Every record that follows should be written out word for word; the pictures stay out.

(Stored items from a collection)
[Start of Attachment]

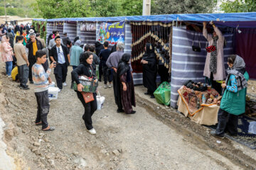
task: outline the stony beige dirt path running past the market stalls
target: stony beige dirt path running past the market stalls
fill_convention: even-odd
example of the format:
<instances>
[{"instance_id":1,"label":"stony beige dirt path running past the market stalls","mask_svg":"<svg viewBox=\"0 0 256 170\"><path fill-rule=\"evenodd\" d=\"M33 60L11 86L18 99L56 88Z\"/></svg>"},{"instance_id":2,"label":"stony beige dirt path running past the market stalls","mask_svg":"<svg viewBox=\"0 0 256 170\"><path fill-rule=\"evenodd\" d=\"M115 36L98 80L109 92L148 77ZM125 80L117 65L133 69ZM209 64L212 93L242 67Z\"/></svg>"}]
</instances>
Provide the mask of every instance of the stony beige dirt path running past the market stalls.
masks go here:
<instances>
[{"instance_id":1,"label":"stony beige dirt path running past the market stalls","mask_svg":"<svg viewBox=\"0 0 256 170\"><path fill-rule=\"evenodd\" d=\"M90 135L82 121L82 104L70 89L68 75L68 86L60 92L58 100L50 101L48 122L55 126L53 132L42 132L33 123L33 86L30 85L30 91L22 91L17 83L0 75L0 89L6 95L6 111L1 117L10 131L5 135L6 142L9 154L22 158L16 159L21 169L246 168L201 142L191 142L176 128L156 119L142 102L138 102L134 115L116 113L113 90L103 89L102 84L99 91L106 101L103 110L92 116L97 135Z\"/></svg>"}]
</instances>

[End of Attachment]

REPLY TO THE TASK
task: outline the stony beige dirt path running past the market stalls
target: stony beige dirt path running past the market stalls
fill_convention: even-odd
example of the format:
<instances>
[{"instance_id":1,"label":"stony beige dirt path running past the market stalls","mask_svg":"<svg viewBox=\"0 0 256 170\"><path fill-rule=\"evenodd\" d=\"M33 60L11 86L18 99L56 88Z\"/></svg>"},{"instance_id":2,"label":"stony beige dirt path running past the market stalls","mask_svg":"<svg viewBox=\"0 0 256 170\"><path fill-rule=\"evenodd\" d=\"M115 36L98 80L109 92L148 77ZM125 80L117 65L133 69ZM209 64L212 93L242 67Z\"/></svg>"}]
</instances>
Provide the mask of every instance of the stony beige dirt path running past the market stalls.
masks go here:
<instances>
[{"instance_id":1,"label":"stony beige dirt path running past the market stalls","mask_svg":"<svg viewBox=\"0 0 256 170\"><path fill-rule=\"evenodd\" d=\"M90 135L82 121L82 104L70 89L68 75L68 86L60 92L58 100L50 101L48 122L55 126L53 132L42 132L33 123L33 86L30 85L30 91L22 91L17 83L0 75L0 89L6 95L6 111L1 117L10 131L5 135L6 142L9 154L22 158L16 159L21 169L246 168L201 142L191 142L176 128L156 119L142 102L138 102L134 115L116 113L113 90L103 89L102 84L99 91L106 101L103 110L92 116L97 135Z\"/></svg>"}]
</instances>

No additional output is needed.